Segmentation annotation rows
==========

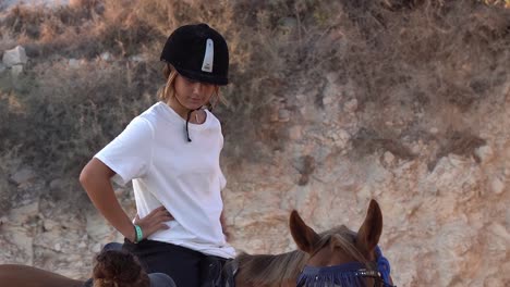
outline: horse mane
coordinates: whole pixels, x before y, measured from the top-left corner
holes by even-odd
[[[326,245],[329,245],[331,250],[333,248],[340,248],[349,255],[351,255],[355,261],[367,263],[367,259],[357,250],[355,246],[357,234],[345,225],[331,228],[319,234],[320,240],[317,244],[315,250],[323,249]]]
[[[308,258],[301,250],[276,255],[243,252],[235,258],[240,270],[236,276],[241,282],[250,282],[254,286],[280,286],[286,280],[295,279]]]
[[[320,239],[315,250],[327,245],[330,248],[341,248],[356,261],[366,263],[366,259],[355,247],[356,233],[345,226],[331,228],[319,234]],[[254,286],[281,286],[288,280],[295,280],[303,270],[309,254],[294,250],[281,254],[248,254],[242,252],[235,260],[239,264],[241,282],[252,283]]]

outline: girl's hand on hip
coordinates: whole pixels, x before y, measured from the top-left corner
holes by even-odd
[[[134,220],[134,224],[138,225],[142,228],[144,235],[143,239],[146,239],[158,230],[169,229],[170,227],[166,222],[173,221],[172,214],[165,209],[165,207],[159,207],[153,210],[147,216],[141,219],[138,214]]]

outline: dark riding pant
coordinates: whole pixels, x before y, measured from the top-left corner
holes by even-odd
[[[220,286],[221,270],[226,259],[160,241],[124,241],[123,249],[138,258],[147,273],[165,273],[177,286]]]

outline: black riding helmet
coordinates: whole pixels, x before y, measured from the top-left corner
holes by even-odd
[[[191,79],[215,85],[229,83],[227,41],[207,24],[177,28],[165,43],[161,61]]]

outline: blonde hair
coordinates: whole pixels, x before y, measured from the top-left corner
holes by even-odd
[[[179,75],[177,70],[171,64],[166,64],[162,70],[163,76],[167,79],[165,86],[158,90],[158,99],[168,102],[171,98],[175,97],[175,78]],[[215,93],[209,99],[207,108],[212,110],[219,102],[227,104],[227,101],[221,97],[218,85],[215,85]]]

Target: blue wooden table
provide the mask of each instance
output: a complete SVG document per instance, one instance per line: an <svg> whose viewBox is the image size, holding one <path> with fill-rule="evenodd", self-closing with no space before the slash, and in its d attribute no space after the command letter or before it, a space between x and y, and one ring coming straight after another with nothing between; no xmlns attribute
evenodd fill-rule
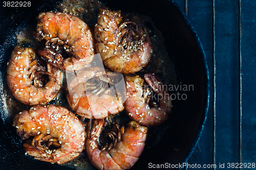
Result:
<svg viewBox="0 0 256 170"><path fill-rule="evenodd" d="M185 0L175 2L185 11ZM187 2L188 17L202 41L210 73L211 93L207 119L188 162L203 166L212 164L213 157L212 0ZM217 169L230 169L233 168L228 168L229 163L232 165L232 163L239 162L239 3L216 1L215 4L216 164ZM256 1L241 1L241 9L242 154L242 162L248 164L256 163ZM223 163L224 168L220 168L220 164Z"/></svg>

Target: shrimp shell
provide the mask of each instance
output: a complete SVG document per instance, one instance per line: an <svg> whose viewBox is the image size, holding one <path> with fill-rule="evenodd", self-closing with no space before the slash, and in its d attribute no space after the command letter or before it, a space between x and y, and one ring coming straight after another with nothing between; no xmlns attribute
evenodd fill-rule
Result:
<svg viewBox="0 0 256 170"><path fill-rule="evenodd" d="M98 130L101 128L98 126ZM86 152L87 156L97 168L130 169L138 161L145 146L147 128L132 121L128 124L127 127L122 133L121 141L109 152L99 150L94 137L89 137L87 139Z"/></svg>
<svg viewBox="0 0 256 170"><path fill-rule="evenodd" d="M61 88L61 71L50 64L47 65L49 81L45 86L36 87L32 84L30 70L37 64L33 64L36 58L36 52L33 48L17 46L12 52L7 66L7 85L11 93L19 102L27 105L47 104Z"/></svg>
<svg viewBox="0 0 256 170"><path fill-rule="evenodd" d="M38 41L55 37L64 40L73 57L64 61L65 69L72 69L89 64L94 55L94 39L89 27L80 19L60 12L42 12L38 16L36 32L34 37ZM55 61L58 62L58 61Z"/></svg>
<svg viewBox="0 0 256 170"><path fill-rule="evenodd" d="M146 29L138 17L133 19L134 22L122 22L120 11L99 9L94 27L95 47L104 64L115 72L127 74L138 71L148 63L153 54ZM132 30L126 24L135 25L137 28Z"/></svg>
<svg viewBox="0 0 256 170"><path fill-rule="evenodd" d="M16 114L13 126L22 139L41 134L58 139L61 148L51 153L24 143L25 152L35 159L62 164L78 156L84 148L86 134L82 124L73 113L60 106L31 107Z"/></svg>
<svg viewBox="0 0 256 170"><path fill-rule="evenodd" d="M107 79L115 74L105 72L101 67L85 69L75 75L68 71L66 74L67 98L70 106L77 114L87 118L101 119L118 113L124 109L124 98L116 87L106 87L109 86L106 83L106 86L101 87L99 94L97 94L90 91L88 88L90 87L86 85L90 79Z"/></svg>

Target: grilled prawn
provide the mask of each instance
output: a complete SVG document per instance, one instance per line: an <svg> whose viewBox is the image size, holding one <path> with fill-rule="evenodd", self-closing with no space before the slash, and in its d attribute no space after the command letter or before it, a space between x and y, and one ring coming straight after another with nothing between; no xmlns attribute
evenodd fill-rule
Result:
<svg viewBox="0 0 256 170"><path fill-rule="evenodd" d="M147 64L153 50L142 23L138 17L126 20L120 11L100 9L94 28L95 47L108 67L127 74L138 71Z"/></svg>
<svg viewBox="0 0 256 170"><path fill-rule="evenodd" d="M113 142L100 150L96 141L103 125L102 119L92 125L89 120L86 152L92 164L98 169L130 169L139 159L145 146L147 128L135 121L130 122L126 128L116 126L117 132L108 135Z"/></svg>
<svg viewBox="0 0 256 170"><path fill-rule="evenodd" d="M13 126L25 143L24 151L35 159L58 164L77 156L83 149L85 130L74 114L60 106L34 106L14 116Z"/></svg>
<svg viewBox="0 0 256 170"><path fill-rule="evenodd" d="M159 105L152 102L150 107L151 91L143 88L144 80L138 76L125 76L127 98L124 103L129 117L143 126L156 126L165 121L172 111L172 101L166 87L154 74L144 75L145 80L158 94Z"/></svg>
<svg viewBox="0 0 256 170"><path fill-rule="evenodd" d="M62 69L89 64L94 55L94 40L89 27L80 19L60 12L42 12L38 16L34 37L47 40L38 54ZM72 55L64 59L63 52Z"/></svg>
<svg viewBox="0 0 256 170"><path fill-rule="evenodd" d="M11 93L22 103L46 104L60 89L62 74L40 61L33 48L17 46L8 62L7 81Z"/></svg>

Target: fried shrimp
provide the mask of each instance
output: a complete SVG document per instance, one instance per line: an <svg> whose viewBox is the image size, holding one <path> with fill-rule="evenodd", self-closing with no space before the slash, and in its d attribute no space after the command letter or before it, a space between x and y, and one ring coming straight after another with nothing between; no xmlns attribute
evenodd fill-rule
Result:
<svg viewBox="0 0 256 170"><path fill-rule="evenodd" d="M144 78L158 94L159 104L157 102L150 103L152 92L149 88L143 89L143 79L138 76L125 76L127 98L124 107L129 117L140 125L158 125L168 118L172 111L172 101L166 87L153 74L145 74Z"/></svg>
<svg viewBox="0 0 256 170"><path fill-rule="evenodd" d="M96 142L101 132L103 122L96 120L92 125L90 120L86 141L86 152L92 164L98 169L130 169L139 159L145 146L147 128L135 121L127 128L117 125L117 132L106 134L113 141L101 149Z"/></svg>
<svg viewBox="0 0 256 170"><path fill-rule="evenodd" d="M126 20L120 11L100 9L94 35L96 51L104 64L117 72L127 74L141 70L153 54L148 33L138 17Z"/></svg>
<svg viewBox="0 0 256 170"><path fill-rule="evenodd" d="M32 48L17 46L12 52L7 85L13 96L25 105L46 104L60 89L61 72L44 63Z"/></svg>
<svg viewBox="0 0 256 170"><path fill-rule="evenodd" d="M77 157L84 148L82 124L60 106L31 107L15 115L13 126L22 139L34 136L23 146L26 154L35 159L60 164Z"/></svg>
<svg viewBox="0 0 256 170"><path fill-rule="evenodd" d="M94 55L94 40L89 27L80 19L60 12L42 12L38 16L34 37L47 40L38 54L62 69L90 63ZM65 59L63 52L72 57Z"/></svg>

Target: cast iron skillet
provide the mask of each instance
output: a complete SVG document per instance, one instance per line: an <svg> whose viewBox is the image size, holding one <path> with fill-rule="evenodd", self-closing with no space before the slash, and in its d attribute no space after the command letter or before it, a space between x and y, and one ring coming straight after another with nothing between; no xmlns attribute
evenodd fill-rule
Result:
<svg viewBox="0 0 256 170"><path fill-rule="evenodd" d="M164 133L159 132L157 136L153 134L148 136L155 140L148 141L132 169L147 169L149 163L176 164L187 161L201 134L209 104L208 68L198 35L184 14L172 1L103 1L103 3L112 9L135 11L152 17L164 37L164 45L175 66L178 82L194 87L193 91L186 92L188 96L186 100L175 101L170 117L159 128L167 128L167 130ZM3 95L2 83L6 76L4 73L7 62L16 45L15 34L26 24L34 22L35 26L36 16L40 12L54 10L57 3L46 0L31 4L29 8L6 7L0 12L0 167L2 169L69 169L26 156L22 150L23 142L12 126L12 120L4 116L3 106L6 99ZM161 144L154 145L157 140L160 140Z"/></svg>

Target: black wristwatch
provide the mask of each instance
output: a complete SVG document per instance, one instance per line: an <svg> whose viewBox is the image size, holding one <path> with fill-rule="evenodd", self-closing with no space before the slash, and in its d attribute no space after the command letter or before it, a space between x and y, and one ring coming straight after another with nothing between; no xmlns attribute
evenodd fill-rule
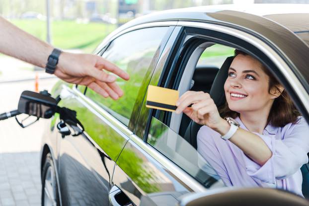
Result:
<svg viewBox="0 0 309 206"><path fill-rule="evenodd" d="M45 71L47 73L52 74L55 73L56 67L57 64L58 64L59 56L60 56L61 54L61 50L56 48L54 49L53 52L49 55L47 60L47 64L46 64L46 67L45 67Z"/></svg>

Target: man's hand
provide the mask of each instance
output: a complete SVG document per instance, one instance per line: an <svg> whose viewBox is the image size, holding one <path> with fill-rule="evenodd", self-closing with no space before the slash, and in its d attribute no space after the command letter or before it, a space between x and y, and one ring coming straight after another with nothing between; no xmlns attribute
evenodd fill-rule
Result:
<svg viewBox="0 0 309 206"><path fill-rule="evenodd" d="M115 82L116 77L104 69L123 79L129 78L126 72L101 57L64 52L59 57L55 75L68 82L87 86L104 97L117 99L123 92Z"/></svg>

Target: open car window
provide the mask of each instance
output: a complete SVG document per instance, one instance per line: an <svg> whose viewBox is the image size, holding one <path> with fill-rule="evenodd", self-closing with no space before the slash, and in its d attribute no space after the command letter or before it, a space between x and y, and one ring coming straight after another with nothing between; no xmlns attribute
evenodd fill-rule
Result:
<svg viewBox="0 0 309 206"><path fill-rule="evenodd" d="M152 117L147 142L207 188L224 187L224 180L182 137ZM228 181L228 180L225 180Z"/></svg>

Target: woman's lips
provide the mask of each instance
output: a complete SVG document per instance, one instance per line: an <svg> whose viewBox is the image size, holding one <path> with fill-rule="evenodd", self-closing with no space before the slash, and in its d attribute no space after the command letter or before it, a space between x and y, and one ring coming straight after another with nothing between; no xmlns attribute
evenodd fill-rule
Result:
<svg viewBox="0 0 309 206"><path fill-rule="evenodd" d="M240 99L244 99L246 97L233 97L232 96L230 95L230 99L231 100L239 100Z"/></svg>
<svg viewBox="0 0 309 206"><path fill-rule="evenodd" d="M235 94L234 93L233 93ZM230 99L231 100L239 100L240 99L244 99L244 98L246 98L247 96L245 96L245 97L243 97L243 96L242 96L242 97L234 96L232 96L232 94L230 93Z"/></svg>

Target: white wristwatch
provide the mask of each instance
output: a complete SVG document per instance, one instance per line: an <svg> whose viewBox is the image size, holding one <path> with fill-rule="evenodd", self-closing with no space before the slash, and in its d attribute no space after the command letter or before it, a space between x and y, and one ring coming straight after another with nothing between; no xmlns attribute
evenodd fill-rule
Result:
<svg viewBox="0 0 309 206"><path fill-rule="evenodd" d="M224 140L228 140L232 137L235 134L240 125L239 125L239 123L232 117L226 117L225 119L230 124L231 127L230 128L230 130L229 130L228 133L223 136L221 136L221 138Z"/></svg>

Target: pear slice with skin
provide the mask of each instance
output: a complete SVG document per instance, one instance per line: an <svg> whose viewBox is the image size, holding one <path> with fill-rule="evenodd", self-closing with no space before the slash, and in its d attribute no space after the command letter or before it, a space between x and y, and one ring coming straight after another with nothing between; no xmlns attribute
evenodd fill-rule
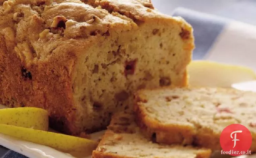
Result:
<svg viewBox="0 0 256 158"><path fill-rule="evenodd" d="M47 131L47 111L35 107L0 109L0 123Z"/></svg>
<svg viewBox="0 0 256 158"><path fill-rule="evenodd" d="M0 124L0 133L68 153L89 155L98 143L87 139L32 128Z"/></svg>

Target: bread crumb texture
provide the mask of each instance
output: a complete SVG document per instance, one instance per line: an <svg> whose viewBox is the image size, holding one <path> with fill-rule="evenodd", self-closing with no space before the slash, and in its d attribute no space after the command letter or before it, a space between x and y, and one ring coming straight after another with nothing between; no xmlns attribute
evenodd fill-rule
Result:
<svg viewBox="0 0 256 158"><path fill-rule="evenodd" d="M160 144L140 133L131 113L115 115L92 157L209 158L210 150Z"/></svg>
<svg viewBox="0 0 256 158"><path fill-rule="evenodd" d="M148 137L155 135L157 142L221 150L222 131L240 124L250 131L250 150L256 151L255 93L190 87L141 90L136 98L138 123Z"/></svg>
<svg viewBox="0 0 256 158"><path fill-rule="evenodd" d="M192 29L150 0L0 5L0 104L47 109L56 129L104 129L134 91L187 84Z"/></svg>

==========

▶ **Written instruction**: Give the rows as a numbered list, starting at the line that contains "Target: pear slice with skin" and continuing through the final line of the rows, with both ends included and blank lines omitted. Leave the pictures out of the answer.

▶ **Solution to this problem**:
1. Target: pear slice with skin
2. provide the mask of each instance
3. output: a complete SVG document per instance, one instance per line: an <svg> whose viewBox is the image size, holding one <path> with fill-rule="evenodd", self-closing with no space before the slash, and in its d attribute no space after the command letter or before it, a space between x and y, and one ring coming straight after another with nothing between; no xmlns attribute
4. evenodd fill-rule
5. Result:
6. <svg viewBox="0 0 256 158"><path fill-rule="evenodd" d="M47 131L47 111L35 107L0 109L0 123Z"/></svg>
7. <svg viewBox="0 0 256 158"><path fill-rule="evenodd" d="M0 124L0 133L68 153L89 155L98 143L87 139L32 128Z"/></svg>
8. Target: bread crumb texture
9. provide the mask of each instance
10. output: a complete SVG document per instance, one instance per line: an <svg> whose viewBox is the image size, holding one <path> with fill-rule="evenodd", self-closing with no space before the slash, and in its d attribute no space after the command letter or before it, a space between x and y, and one ring coming straight after another with nothing between; no xmlns attribute
11. evenodd fill-rule
12. Result:
13. <svg viewBox="0 0 256 158"><path fill-rule="evenodd" d="M160 144L140 133L131 113L115 115L92 157L209 158L210 150Z"/></svg>
14. <svg viewBox="0 0 256 158"><path fill-rule="evenodd" d="M148 137L155 135L157 142L221 150L222 131L240 124L250 131L250 150L256 151L255 93L190 87L141 90L136 98L138 123Z"/></svg>
15. <svg viewBox="0 0 256 158"><path fill-rule="evenodd" d="M192 29L150 0L0 5L0 104L47 109L56 129L104 129L134 91L187 84Z"/></svg>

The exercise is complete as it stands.